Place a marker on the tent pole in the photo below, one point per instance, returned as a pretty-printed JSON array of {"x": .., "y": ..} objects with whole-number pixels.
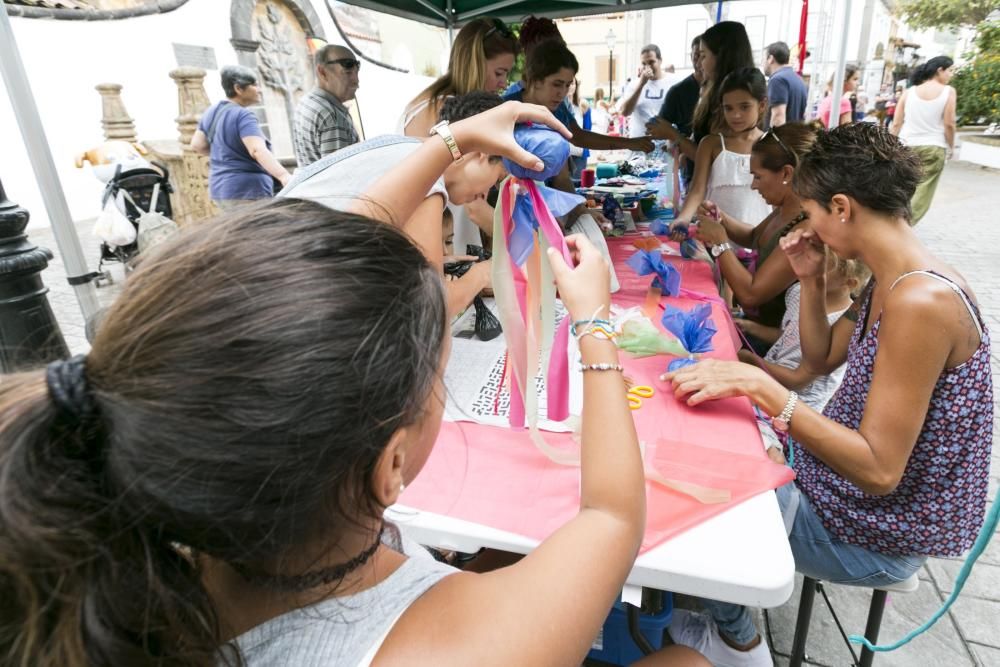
[
  {"x": 803, "y": 25},
  {"x": 26, "y": 112},
  {"x": 451, "y": 26},
  {"x": 837, "y": 91}
]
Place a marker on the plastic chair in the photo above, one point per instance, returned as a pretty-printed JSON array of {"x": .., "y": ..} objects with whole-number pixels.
[{"x": 875, "y": 610}]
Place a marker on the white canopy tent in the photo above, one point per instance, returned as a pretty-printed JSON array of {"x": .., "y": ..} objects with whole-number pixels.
[{"x": 450, "y": 14}]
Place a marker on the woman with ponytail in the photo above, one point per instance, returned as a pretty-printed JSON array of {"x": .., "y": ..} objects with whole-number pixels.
[
  {"x": 207, "y": 486},
  {"x": 925, "y": 121}
]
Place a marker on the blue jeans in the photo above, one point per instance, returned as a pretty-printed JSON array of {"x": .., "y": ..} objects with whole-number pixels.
[{"x": 817, "y": 555}]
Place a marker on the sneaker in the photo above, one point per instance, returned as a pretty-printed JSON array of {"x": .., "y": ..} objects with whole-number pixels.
[{"x": 699, "y": 632}]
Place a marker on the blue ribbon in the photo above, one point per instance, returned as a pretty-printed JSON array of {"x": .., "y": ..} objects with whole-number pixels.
[
  {"x": 553, "y": 150},
  {"x": 667, "y": 278},
  {"x": 522, "y": 236}
]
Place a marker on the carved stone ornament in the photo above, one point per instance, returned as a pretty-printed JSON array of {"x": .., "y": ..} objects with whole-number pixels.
[{"x": 280, "y": 64}]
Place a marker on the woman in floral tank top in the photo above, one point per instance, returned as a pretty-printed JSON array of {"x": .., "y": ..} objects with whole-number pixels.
[{"x": 896, "y": 468}]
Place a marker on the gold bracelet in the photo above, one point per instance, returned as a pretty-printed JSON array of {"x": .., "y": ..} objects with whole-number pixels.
[{"x": 601, "y": 367}]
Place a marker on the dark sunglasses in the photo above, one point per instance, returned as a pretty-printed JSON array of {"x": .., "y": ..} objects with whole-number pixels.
[
  {"x": 349, "y": 64},
  {"x": 500, "y": 27},
  {"x": 770, "y": 133}
]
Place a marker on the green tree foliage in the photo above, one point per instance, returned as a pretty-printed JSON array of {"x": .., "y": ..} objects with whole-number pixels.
[{"x": 946, "y": 14}]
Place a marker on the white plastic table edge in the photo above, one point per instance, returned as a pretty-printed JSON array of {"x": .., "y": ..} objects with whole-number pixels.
[{"x": 740, "y": 556}]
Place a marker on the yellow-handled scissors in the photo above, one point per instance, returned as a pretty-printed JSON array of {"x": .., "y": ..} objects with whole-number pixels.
[{"x": 636, "y": 394}]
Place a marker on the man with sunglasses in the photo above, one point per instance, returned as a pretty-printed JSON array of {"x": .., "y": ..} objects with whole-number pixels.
[{"x": 323, "y": 124}]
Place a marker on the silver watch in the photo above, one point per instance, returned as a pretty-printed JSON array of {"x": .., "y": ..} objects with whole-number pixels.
[{"x": 721, "y": 248}]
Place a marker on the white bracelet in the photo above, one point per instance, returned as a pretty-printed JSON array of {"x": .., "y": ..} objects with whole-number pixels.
[
  {"x": 443, "y": 131},
  {"x": 601, "y": 367}
]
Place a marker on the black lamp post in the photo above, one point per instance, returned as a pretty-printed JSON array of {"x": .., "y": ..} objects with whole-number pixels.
[
  {"x": 609, "y": 39},
  {"x": 29, "y": 334}
]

____________________

Exact copies of all the entries are needed; output them without the pictures.

Place a marker on the tent pole in the photo below, one point per instance, returned as a pretty-printed JSON array of {"x": .., "y": ..} objects with whole-number pixels.
[
  {"x": 803, "y": 25},
  {"x": 26, "y": 112},
  {"x": 451, "y": 26},
  {"x": 837, "y": 91}
]
Place a marker on the plastic chair in the photo above, one point per instance, returned as a pretty-printed JSON array of {"x": .., "y": ..} objects with whole-number pixels.
[{"x": 875, "y": 610}]
Place a marker on the white canopy tent in the photo above, one point per instance, returned as a pretty-printed JSON array of {"x": .., "y": ..} objects with whole-number pixels.
[{"x": 450, "y": 14}]
Place a marker on the woman with ponytail in the photo above, one point per instance, returned as a pretty-printed JSON array of {"x": .., "y": ..} objects with whole-number pixels.
[
  {"x": 207, "y": 486},
  {"x": 925, "y": 121}
]
Place a marker on the blue jeans in the photo above, one point per instance, returned as a pretty-printed JSON array of {"x": .., "y": ..} objects with whole-number pixels.
[{"x": 817, "y": 555}]
Place a marker on the sneaker in the photo above, one point per instance, returned as a pretty-printed JSON array of {"x": .., "y": ..} objects with whole-number pixels.
[{"x": 699, "y": 632}]
Place a marker on the blue ribbon in the photo above, one point per instance, returned as a pretty-printed JSON array of {"x": .., "y": ..} objects with whole-number pixels.
[
  {"x": 553, "y": 150},
  {"x": 667, "y": 278},
  {"x": 522, "y": 236}
]
Place a marker on the carved stone ornament in the photo above, one point per instance, returned as a pretty-printed JSON array of {"x": .., "y": ..} objects with whole-number pixels.
[{"x": 280, "y": 64}]
Place a marker on the woman in floral tank top in the photo above, one point per instance, returned as a pretty-printed JSON array of {"x": .., "y": ..} objects with whole-number pixels.
[{"x": 896, "y": 468}]
Place a marker on the gold bracelet in the photo above, one point per instance, returned as a pretty-printed JSON array of {"x": .., "y": ..} objects with whole-number pixels.
[{"x": 601, "y": 367}]
Place a marker on the dark sunglasses in the photo above, one point per instance, returned as a pretty-printed JSON array of {"x": .., "y": ..} objects with whole-number pixels.
[
  {"x": 349, "y": 64},
  {"x": 500, "y": 27},
  {"x": 770, "y": 133}
]
Place a marker on the green tree foliage in the photo above, one point per instance, returned as a pretty-printed JSON array of {"x": .., "y": ..} objects with whole-number pixels.
[{"x": 946, "y": 14}]
Place a marker on the white plastic table edge in the photo above, one point per instance, returned as a pretty-printed JSON array of {"x": .., "y": ..} objects with whole-number pixels.
[{"x": 740, "y": 556}]
Place a marker on the yellow-handled scissors in the photo above, one point per instance, returned as a pretty-printed JSON array of {"x": .., "y": ..} objects with whole-number pixels.
[{"x": 636, "y": 394}]
Place a marker on the man with sunglasses in the photo above, one point per instance, returned as a pretty-printed JSON array of {"x": .., "y": ..} objects with whole-number pixels.
[{"x": 323, "y": 124}]
Place a marker on the silver watch in the photo above, one point per instance, returned as a pretty-printed JSON array of {"x": .., "y": ..} objects with whole-number pixels.
[{"x": 721, "y": 248}]
Place a marker on the white bracelet in the photo above, one point per instance, returned as a pretty-printed JSON array of {"x": .., "y": ..} objects with whole-number pixels.
[
  {"x": 443, "y": 131},
  {"x": 601, "y": 367}
]
Place a marker on the black lamp post in the photo above, one point per instance, returned as a pretty-printed JSON array of {"x": .., "y": ..} objects with whole-number pixels.
[
  {"x": 609, "y": 39},
  {"x": 29, "y": 334}
]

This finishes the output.